Extrait à lire
»»

Le monde ? Occasion de revenir sur la mondialisation. La langue française  appelle  « mondialisation » ce que toutes les autres langues appellent « globalisation » mais c’est là une mauvaise traduction. Pour qu’il y ait monde au sens du kosmos des Grecs qui signifie à la fois monde et parure, pour faire monde, il faut nécessairement selon Hannah Arendt, une pluralité, il faut que soient maintenus des divisions, des séparations, des conflits, des différences entre les hommes  et il faut également que soient conservées des distinctions entre les sphères d’activité économique, politique, culturelle. Mais, et c’est le cas avec la globalisation, quand la seule dimension de l’économie domine, quand la seule logique du marché et du profit envahit  la sphère politique et la sphère culturelle (celle de l’action et des oeuvres dans le langage d’Hannah Arendt), alors, ce régime d’équivalence générale de toutes les sphères de l’existence,  provoque la destruction de la saveur et de la beauté du monde. La globalisation est donc proprement immonde.  Voilà pourquoi on assimile souvent l’Occidentalisation du monde à la dégénérescence morale et au triomphe d’un matérialisme sordide et satisfait qui se confond avec la gloutonnerie consumériste et la course obsessionnelle à la jouissance. La modernité n’apparaît à beaucoup que comme une entreprise mortifère de déracinement, une perte en monde radicale qui fait le lit des fanatismes religieux qui vont longtemps encore empuantir le monde.

««

Objectif du travail
Rédigez la suite de l'extrait sur la mondialisation, à partir de sa dernière phrase.

Entrées
»»

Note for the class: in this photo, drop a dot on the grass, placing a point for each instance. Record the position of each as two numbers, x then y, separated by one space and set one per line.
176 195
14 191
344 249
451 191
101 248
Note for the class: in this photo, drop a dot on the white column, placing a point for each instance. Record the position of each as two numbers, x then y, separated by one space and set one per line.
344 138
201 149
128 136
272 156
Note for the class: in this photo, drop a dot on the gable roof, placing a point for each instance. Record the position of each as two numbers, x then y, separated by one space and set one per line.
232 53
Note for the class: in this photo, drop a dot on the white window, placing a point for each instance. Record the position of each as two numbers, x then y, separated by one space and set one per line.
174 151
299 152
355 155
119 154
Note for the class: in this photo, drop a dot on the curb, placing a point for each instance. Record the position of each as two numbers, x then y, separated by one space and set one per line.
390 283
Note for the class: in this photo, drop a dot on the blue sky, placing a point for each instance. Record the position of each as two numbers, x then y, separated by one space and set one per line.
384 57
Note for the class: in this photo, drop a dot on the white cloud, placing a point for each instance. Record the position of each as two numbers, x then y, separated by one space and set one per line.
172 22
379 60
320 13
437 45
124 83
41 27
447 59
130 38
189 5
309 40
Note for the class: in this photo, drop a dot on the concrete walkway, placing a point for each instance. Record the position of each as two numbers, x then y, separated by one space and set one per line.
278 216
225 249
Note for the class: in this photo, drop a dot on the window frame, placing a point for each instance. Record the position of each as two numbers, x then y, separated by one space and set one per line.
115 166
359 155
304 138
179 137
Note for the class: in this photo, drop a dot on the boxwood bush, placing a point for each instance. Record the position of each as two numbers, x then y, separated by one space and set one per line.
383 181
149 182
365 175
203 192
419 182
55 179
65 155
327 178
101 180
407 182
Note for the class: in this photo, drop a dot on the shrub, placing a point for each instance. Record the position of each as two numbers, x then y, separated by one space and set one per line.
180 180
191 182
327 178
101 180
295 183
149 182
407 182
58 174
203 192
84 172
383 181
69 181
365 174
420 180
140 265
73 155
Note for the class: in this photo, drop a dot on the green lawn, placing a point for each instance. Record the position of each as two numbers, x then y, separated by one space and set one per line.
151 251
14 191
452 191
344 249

««

Réponse rédigée
On l’aura compris : je n’ai pas voulu choisir entre finitude et souveraineté, « frontiérisme » et « transfrontiérisme »[32], me bornant à montrer qu’il y a des frontières qu’on répugne à franchir. Quand aux autres frontières, elles sont pour la plupart bonnes et nécessaires et l’image du pont qui figure sur les billets de la zone euro et dont Régis Debray se gausse[33] (les comparant à des billets de Monopoly) est finalement une belle image. Elle implique la reconnaissance de l’identité des Etats-nations à l’intérieur de leurs frontières mais en même temps l’élan du pont est la marque d’un mouvement vers l’altérité, d’un mouvement vers l’autre qui est gage de stabilité et de paix. L’identité européenne c’est cela : elle est excentrique, son rapport à soi passe par le rapport à l’autre.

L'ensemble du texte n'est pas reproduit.